Rows drawn from a pointing dataset
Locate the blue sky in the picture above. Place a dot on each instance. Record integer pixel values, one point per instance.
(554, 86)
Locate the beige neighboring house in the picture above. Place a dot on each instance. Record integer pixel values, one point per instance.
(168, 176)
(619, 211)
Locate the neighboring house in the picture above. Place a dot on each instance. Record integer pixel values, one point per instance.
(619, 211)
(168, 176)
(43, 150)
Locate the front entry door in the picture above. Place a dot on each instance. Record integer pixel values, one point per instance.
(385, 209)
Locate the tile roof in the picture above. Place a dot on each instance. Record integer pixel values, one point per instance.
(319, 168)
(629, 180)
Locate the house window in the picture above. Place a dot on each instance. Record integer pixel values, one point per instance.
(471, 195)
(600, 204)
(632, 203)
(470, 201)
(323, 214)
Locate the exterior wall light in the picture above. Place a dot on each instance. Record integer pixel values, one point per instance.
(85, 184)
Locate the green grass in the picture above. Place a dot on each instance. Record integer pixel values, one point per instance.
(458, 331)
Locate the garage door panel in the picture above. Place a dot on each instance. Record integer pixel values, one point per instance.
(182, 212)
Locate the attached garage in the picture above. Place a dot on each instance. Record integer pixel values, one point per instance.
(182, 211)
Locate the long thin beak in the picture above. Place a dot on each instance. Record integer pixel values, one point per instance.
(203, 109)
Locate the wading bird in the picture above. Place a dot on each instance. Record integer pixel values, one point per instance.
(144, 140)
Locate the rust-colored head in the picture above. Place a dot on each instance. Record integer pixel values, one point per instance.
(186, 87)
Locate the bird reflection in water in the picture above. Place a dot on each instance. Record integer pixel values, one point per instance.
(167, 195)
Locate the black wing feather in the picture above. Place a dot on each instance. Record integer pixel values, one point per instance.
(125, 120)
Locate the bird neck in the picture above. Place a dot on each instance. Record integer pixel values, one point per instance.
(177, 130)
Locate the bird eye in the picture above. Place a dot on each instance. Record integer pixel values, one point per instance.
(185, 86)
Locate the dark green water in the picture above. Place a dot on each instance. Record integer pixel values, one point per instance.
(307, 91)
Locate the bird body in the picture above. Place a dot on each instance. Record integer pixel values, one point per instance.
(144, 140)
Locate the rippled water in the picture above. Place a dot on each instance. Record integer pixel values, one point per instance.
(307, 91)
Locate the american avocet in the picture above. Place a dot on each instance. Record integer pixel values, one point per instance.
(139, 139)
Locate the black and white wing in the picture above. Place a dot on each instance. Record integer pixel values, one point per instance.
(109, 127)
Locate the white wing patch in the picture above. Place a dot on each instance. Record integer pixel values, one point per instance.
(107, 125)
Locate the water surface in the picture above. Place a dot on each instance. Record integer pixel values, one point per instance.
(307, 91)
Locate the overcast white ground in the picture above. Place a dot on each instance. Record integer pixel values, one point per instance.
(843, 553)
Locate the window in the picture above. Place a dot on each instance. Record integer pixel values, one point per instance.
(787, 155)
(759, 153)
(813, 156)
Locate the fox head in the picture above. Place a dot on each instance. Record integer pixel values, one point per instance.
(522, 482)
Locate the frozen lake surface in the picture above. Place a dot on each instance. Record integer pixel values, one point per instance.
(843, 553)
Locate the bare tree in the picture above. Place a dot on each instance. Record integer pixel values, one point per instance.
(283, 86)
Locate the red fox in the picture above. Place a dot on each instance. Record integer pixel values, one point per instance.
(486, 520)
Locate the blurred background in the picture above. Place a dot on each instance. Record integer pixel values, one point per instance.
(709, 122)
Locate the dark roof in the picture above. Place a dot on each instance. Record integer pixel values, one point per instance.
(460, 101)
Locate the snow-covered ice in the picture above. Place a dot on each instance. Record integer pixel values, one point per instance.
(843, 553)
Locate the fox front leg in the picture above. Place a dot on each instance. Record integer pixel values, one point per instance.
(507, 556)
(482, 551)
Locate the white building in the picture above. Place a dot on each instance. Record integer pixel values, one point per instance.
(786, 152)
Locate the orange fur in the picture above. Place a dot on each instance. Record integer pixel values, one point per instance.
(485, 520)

• _PROBLEM TO SOLVE_:
Copy out all of the material above, word for word and line for line, from the first line through the last.

• _OUTPUT FOR THIS EXERCISE_:
Locate the blue sky in the picture above. Place a dot on each instance. Record integer pixel values, one point per instance.
(554, 86)
Locate the beige neighboring house in the picture above. Place a dot on each instance. Record integer pixel values, one point per instance.
(168, 176)
(619, 211)
Locate the neighboring house in the picture above. Place a dot on each instance. Record integer pixel values, one point per instance.
(619, 211)
(168, 176)
(43, 150)
Locate the front entry door in the picture above. Place a dot on each instance. Record integer pixel values, one point per instance.
(385, 209)
Locate the tile roof in the picture above. Place a dot on each instance. Record integer pixel values, one point per instance.
(319, 168)
(629, 180)
Locate the house window in the picture above. Place a dot on each instance. Record integer pixel values, one point per instance.
(471, 195)
(600, 204)
(632, 203)
(470, 201)
(323, 214)
Locate the exterior wall light in the picture above. Place a dot on each instance. Record integer pixel values, one point per instance.
(85, 184)
Locate the green grass in the picture above. Place a dot on each instance. Record integer pixel values, one point per instance.
(458, 331)
Locate the garage door panel in the picture above. Place a dot on each instance. Record integer pixel values, one point per instance.
(182, 212)
Locate the attached garage in the picture above. Place a dot on each instance. Record integer pixel values, one point per instance.
(182, 211)
Locate the long thin beak in the picture above. Place a dot on each instance. Record integer pixel values, one point per instance.
(203, 109)
Locate the wading bird in the picture above. Place a dot on each instance. Record integer pixel values, one point per instance.
(144, 140)
Locate the rust-colored head in the picture above. Place a dot on each instance. Record integer pixel values, one point per instance.
(186, 87)
Locate the bird reflection in water in the picture above. Place a dot on each instance. Record integer pixel values, one point per instance.
(167, 195)
Locate the black wing feather in the picture above. Place a dot on each instance. Record integer pixel values, one point per instance.
(125, 120)
Locate the bird neck in the picture above. Place a dot on each instance. Record integer pixel values, one point per instance.
(177, 130)
Locate the bird eye in the picture above. Place a dot on each instance. Record integer pixel values, one point per instance.
(185, 86)
Locate the dark green water in the picture above. Place a dot on each instance. Record integer pixel values, one point per instance.
(307, 91)
Locate the bird body in the picture above. Place a dot on each instance. Record integer pixel values, one point per instance.
(144, 140)
Locate the rippled water in the picture above. Place a dot on each instance. Record integer pixel values, one point per instance.
(307, 91)
Locate the american avocet in the picture above. Place a dot on each instance. Record integer pixel values, one point per instance.
(139, 139)
Locate the black and white wing in the picture above. Place a dot on each instance. Record integer pixel values, one point per instance.
(109, 127)
Locate the white wing patch in the picture above. Place a dot on each instance. Record integer pixel values, one point per instance.
(107, 125)
Locate the water surface in the picture above. Place a dot on each instance. Record integer pixel values, one point per instance.
(307, 91)
Locate the overcast white ground in the picture above. Place a dot on each instance. Record integer pixel values, one point per instance.
(843, 553)
Locate the window in the picture above. Place a dot on each instance. Record integer pixel values, one point per instance.
(787, 155)
(759, 153)
(813, 156)
Locate the fox head in the picture above. Place a dot on each instance. Record integer pixel values, one point per instance.
(522, 482)
Locate the frozen lake surface in the picture above. Place a dot on each instance. Record integer pixel values, one point per instance.
(843, 553)
Locate the bare tree in the picture above. Place a dot on each instance. Record integer pixel values, one point per instance.
(283, 86)
Locate the red fox in the picture above. Place a dot on each instance. Record integer pixel values, one point per instance.
(486, 520)
Locate the blurred background in the picture above. Place a dot on each instance. Record integer pixel values, one point per instance.
(709, 122)
Locate the dark roof in the picture above. Place a dot on each instance. Record integer pixel values, one point per instance.
(460, 101)
Locate the snow-covered ice in the picture above. Place a dot on each instance. Record integer pixel values, one point per instance.
(843, 553)
Locate the fox front leg in the picture above. Place a dot on each instance. Record integer pixel values, one point per instance.
(507, 556)
(482, 551)
Locate the white building in the picture above. Place a dot on each instance. Record integer pixel values, one point per instance.
(786, 152)
Locate the orange fur in the picture above. Place a dot on each instance. Record integer pixel values, one point per instance.
(485, 520)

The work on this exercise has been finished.